**GOAL OF THE EXERCISE:**
Every entry should be repeated exactly. Omit the pictures.

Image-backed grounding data
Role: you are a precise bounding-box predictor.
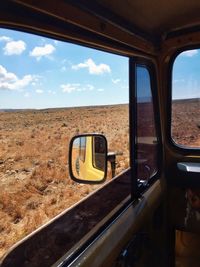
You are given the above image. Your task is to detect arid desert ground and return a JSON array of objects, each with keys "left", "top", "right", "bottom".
[
  {"left": 0, "top": 98, "right": 199, "bottom": 258},
  {"left": 172, "top": 98, "right": 200, "bottom": 147},
  {"left": 0, "top": 104, "right": 129, "bottom": 258}
]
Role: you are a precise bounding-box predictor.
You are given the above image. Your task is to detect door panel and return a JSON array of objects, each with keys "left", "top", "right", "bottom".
[
  {"left": 0, "top": 170, "right": 132, "bottom": 267},
  {"left": 0, "top": 175, "right": 164, "bottom": 267},
  {"left": 0, "top": 171, "right": 165, "bottom": 267},
  {"left": 168, "top": 161, "right": 200, "bottom": 233},
  {"left": 60, "top": 180, "right": 163, "bottom": 267}
]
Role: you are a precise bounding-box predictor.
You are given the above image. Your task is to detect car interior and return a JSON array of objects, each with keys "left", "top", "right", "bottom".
[{"left": 0, "top": 1, "right": 200, "bottom": 267}]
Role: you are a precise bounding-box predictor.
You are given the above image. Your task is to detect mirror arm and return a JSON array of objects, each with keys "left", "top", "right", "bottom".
[{"left": 107, "top": 152, "right": 117, "bottom": 178}]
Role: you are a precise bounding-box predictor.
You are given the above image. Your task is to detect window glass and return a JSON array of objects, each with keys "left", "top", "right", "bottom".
[
  {"left": 172, "top": 49, "right": 200, "bottom": 147},
  {"left": 93, "top": 136, "right": 105, "bottom": 170},
  {"left": 79, "top": 137, "right": 86, "bottom": 162},
  {"left": 136, "top": 66, "right": 158, "bottom": 181},
  {"left": 0, "top": 28, "right": 129, "bottom": 259}
]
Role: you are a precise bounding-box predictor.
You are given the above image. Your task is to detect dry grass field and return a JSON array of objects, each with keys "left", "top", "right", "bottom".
[
  {"left": 0, "top": 98, "right": 199, "bottom": 259},
  {"left": 0, "top": 104, "right": 129, "bottom": 258},
  {"left": 172, "top": 99, "right": 200, "bottom": 147}
]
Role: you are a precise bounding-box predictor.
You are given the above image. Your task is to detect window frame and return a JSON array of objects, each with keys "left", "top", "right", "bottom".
[
  {"left": 168, "top": 45, "right": 200, "bottom": 154},
  {"left": 0, "top": 25, "right": 161, "bottom": 266},
  {"left": 79, "top": 137, "right": 86, "bottom": 163},
  {"left": 129, "top": 57, "right": 162, "bottom": 196},
  {"left": 92, "top": 136, "right": 106, "bottom": 172}
]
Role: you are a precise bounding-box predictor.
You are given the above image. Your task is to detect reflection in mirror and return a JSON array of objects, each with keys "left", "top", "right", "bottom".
[{"left": 70, "top": 135, "right": 107, "bottom": 183}]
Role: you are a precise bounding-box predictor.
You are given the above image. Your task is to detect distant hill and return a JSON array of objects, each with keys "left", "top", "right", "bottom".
[
  {"left": 0, "top": 103, "right": 129, "bottom": 113},
  {"left": 0, "top": 109, "right": 36, "bottom": 113},
  {"left": 172, "top": 98, "right": 200, "bottom": 103}
]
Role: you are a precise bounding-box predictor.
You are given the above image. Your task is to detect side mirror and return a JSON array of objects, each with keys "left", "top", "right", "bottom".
[{"left": 69, "top": 134, "right": 107, "bottom": 184}]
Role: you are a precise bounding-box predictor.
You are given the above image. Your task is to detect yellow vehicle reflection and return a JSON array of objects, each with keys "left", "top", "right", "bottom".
[{"left": 70, "top": 135, "right": 107, "bottom": 183}]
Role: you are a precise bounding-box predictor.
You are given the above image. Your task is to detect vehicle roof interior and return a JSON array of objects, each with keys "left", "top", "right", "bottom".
[
  {"left": 69, "top": 0, "right": 200, "bottom": 42},
  {"left": 2, "top": 0, "right": 200, "bottom": 48}
]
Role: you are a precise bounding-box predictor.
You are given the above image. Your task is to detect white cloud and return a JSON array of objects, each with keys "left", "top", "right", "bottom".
[
  {"left": 112, "top": 78, "right": 121, "bottom": 84},
  {"left": 97, "top": 88, "right": 104, "bottom": 92},
  {"left": 61, "top": 83, "right": 80, "bottom": 93},
  {"left": 87, "top": 84, "right": 94, "bottom": 91},
  {"left": 181, "top": 50, "right": 198, "bottom": 57},
  {"left": 3, "top": 40, "right": 26, "bottom": 55},
  {"left": 72, "top": 58, "right": 111, "bottom": 75},
  {"left": 36, "top": 89, "right": 43, "bottom": 94},
  {"left": 61, "top": 83, "right": 97, "bottom": 93},
  {"left": 0, "top": 65, "right": 17, "bottom": 82},
  {"left": 30, "top": 44, "right": 55, "bottom": 60},
  {"left": 0, "top": 36, "right": 12, "bottom": 42},
  {"left": 0, "top": 65, "right": 34, "bottom": 91}
]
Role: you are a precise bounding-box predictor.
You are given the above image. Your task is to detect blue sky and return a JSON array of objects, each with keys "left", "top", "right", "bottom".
[
  {"left": 173, "top": 49, "right": 200, "bottom": 100},
  {"left": 0, "top": 28, "right": 199, "bottom": 109},
  {"left": 0, "top": 28, "right": 128, "bottom": 109}
]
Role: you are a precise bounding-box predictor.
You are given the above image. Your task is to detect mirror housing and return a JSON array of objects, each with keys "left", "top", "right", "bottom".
[{"left": 69, "top": 134, "right": 108, "bottom": 184}]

**SOLUTION BELOW:**
Role: you are a precise bounding-box predictor.
You are given the above image. Your task is to detect arid desert ground and return a JSON array of objects, each with keys "left", "top", "right", "bottom".
[
  {"left": 0, "top": 98, "right": 199, "bottom": 258},
  {"left": 172, "top": 98, "right": 200, "bottom": 147},
  {"left": 0, "top": 104, "right": 129, "bottom": 258}
]
Role: you are a precise bounding-box predictor.
You are given the above image. Your task is to detect door panel and return a JSON array of objects, each with keys "left", "top", "right", "bottom".
[
  {"left": 0, "top": 170, "right": 132, "bottom": 267},
  {"left": 0, "top": 175, "right": 164, "bottom": 267},
  {"left": 0, "top": 171, "right": 165, "bottom": 267},
  {"left": 168, "top": 161, "right": 200, "bottom": 233},
  {"left": 60, "top": 180, "right": 163, "bottom": 267}
]
Role: you are a precise bounding-box predictor.
You are given the above image. Your task is to detect car interior and return a JSON array of objects, each with keys "left", "top", "right", "bottom".
[{"left": 0, "top": 1, "right": 200, "bottom": 267}]
Role: you are a precise bounding-box predictor.
You are given the above image. Your task is to detect mirror arm and return a JSON array of objects, each with keys "left", "top", "right", "bottom".
[{"left": 107, "top": 152, "right": 117, "bottom": 178}]
Role: you are a precise bounding-box predictor.
You are given the above image. Your task is to detect window glass and return a JSON array of objects, each with keys "left", "top", "right", "bottom".
[
  {"left": 172, "top": 49, "right": 200, "bottom": 147},
  {"left": 93, "top": 136, "right": 105, "bottom": 170},
  {"left": 79, "top": 137, "right": 86, "bottom": 162},
  {"left": 136, "top": 66, "right": 158, "bottom": 181},
  {"left": 0, "top": 28, "right": 129, "bottom": 259}
]
Role: you are a precise bounding-box predictor.
You are given the above image. Your task is to detect dry grass field and return a JSON array of objects, each with keys "left", "top", "right", "bottom".
[
  {"left": 0, "top": 98, "right": 199, "bottom": 259},
  {"left": 0, "top": 104, "right": 129, "bottom": 258},
  {"left": 172, "top": 99, "right": 200, "bottom": 147}
]
Role: you are a precise bounding-box predictor.
You are given the above image. Your task is to detect window frame and return a JSON array of objects, each with keys "left", "top", "right", "bottom".
[
  {"left": 168, "top": 45, "right": 200, "bottom": 154},
  {"left": 0, "top": 25, "right": 161, "bottom": 266},
  {"left": 79, "top": 137, "right": 86, "bottom": 163},
  {"left": 129, "top": 57, "right": 162, "bottom": 196},
  {"left": 92, "top": 136, "right": 106, "bottom": 172}
]
Role: you are a precise bounding-box predictor.
You are given the above image. Your task is to detect reflection in mirror and return a JSON array of objects, each with keys "left", "top", "right", "bottom".
[{"left": 70, "top": 135, "right": 107, "bottom": 183}]
Role: you are a precise bounding-box predictor.
You are given the above image. Your task is to detect distant hill and return a JSON array of objects, each with keys "left", "top", "right", "bottom".
[
  {"left": 0, "top": 103, "right": 129, "bottom": 113},
  {"left": 0, "top": 109, "right": 36, "bottom": 113},
  {"left": 172, "top": 98, "right": 200, "bottom": 103}
]
Role: you are a precise bounding-box predictor.
You are given the above image. Your task is to detect side mirror and return a JSON array of objects, each with keys "left", "top", "right", "bottom".
[{"left": 69, "top": 134, "right": 107, "bottom": 184}]
Role: you are a precise bounding-box predictor.
You are given the above image. Your task is to detect yellow vehicle reflection and return a JSON array of objects, each with keys "left", "top", "right", "bottom".
[{"left": 70, "top": 135, "right": 107, "bottom": 183}]
Role: you are a precise bounding-box predictor.
You are given the above image. Your task is to detect vehicle roof interior and return a JSON array of objects, each with keys "left", "top", "right", "bottom".
[
  {"left": 69, "top": 0, "right": 200, "bottom": 42},
  {"left": 2, "top": 0, "right": 200, "bottom": 48}
]
Role: you are a precise bounding-box predictor.
You are given the above image. Your task is to detect white cloud and return a JSON array of objects, each with keys "left", "top", "right", "bottom".
[
  {"left": 112, "top": 78, "right": 121, "bottom": 84},
  {"left": 97, "top": 88, "right": 104, "bottom": 92},
  {"left": 61, "top": 83, "right": 80, "bottom": 93},
  {"left": 87, "top": 84, "right": 94, "bottom": 91},
  {"left": 181, "top": 50, "right": 198, "bottom": 57},
  {"left": 3, "top": 40, "right": 26, "bottom": 55},
  {"left": 72, "top": 58, "right": 111, "bottom": 75},
  {"left": 36, "top": 89, "right": 43, "bottom": 94},
  {"left": 61, "top": 83, "right": 97, "bottom": 93},
  {"left": 0, "top": 65, "right": 17, "bottom": 82},
  {"left": 30, "top": 44, "right": 55, "bottom": 60},
  {"left": 0, "top": 36, "right": 12, "bottom": 42},
  {"left": 0, "top": 65, "right": 34, "bottom": 91}
]
Role: you are a precise bounding-box predictor.
You are given the above image. Your task is to detect blue sky and return a JSON array of objects, each with keys "left", "top", "right", "bottom".
[
  {"left": 173, "top": 49, "right": 200, "bottom": 100},
  {"left": 0, "top": 28, "right": 199, "bottom": 109},
  {"left": 0, "top": 28, "right": 128, "bottom": 109}
]
Role: you are a precise bounding-box predictor.
You are given the above image. Your task is to detect mirror housing and return a JSON array of objects, each with keys "left", "top", "right", "bottom".
[{"left": 69, "top": 134, "right": 108, "bottom": 184}]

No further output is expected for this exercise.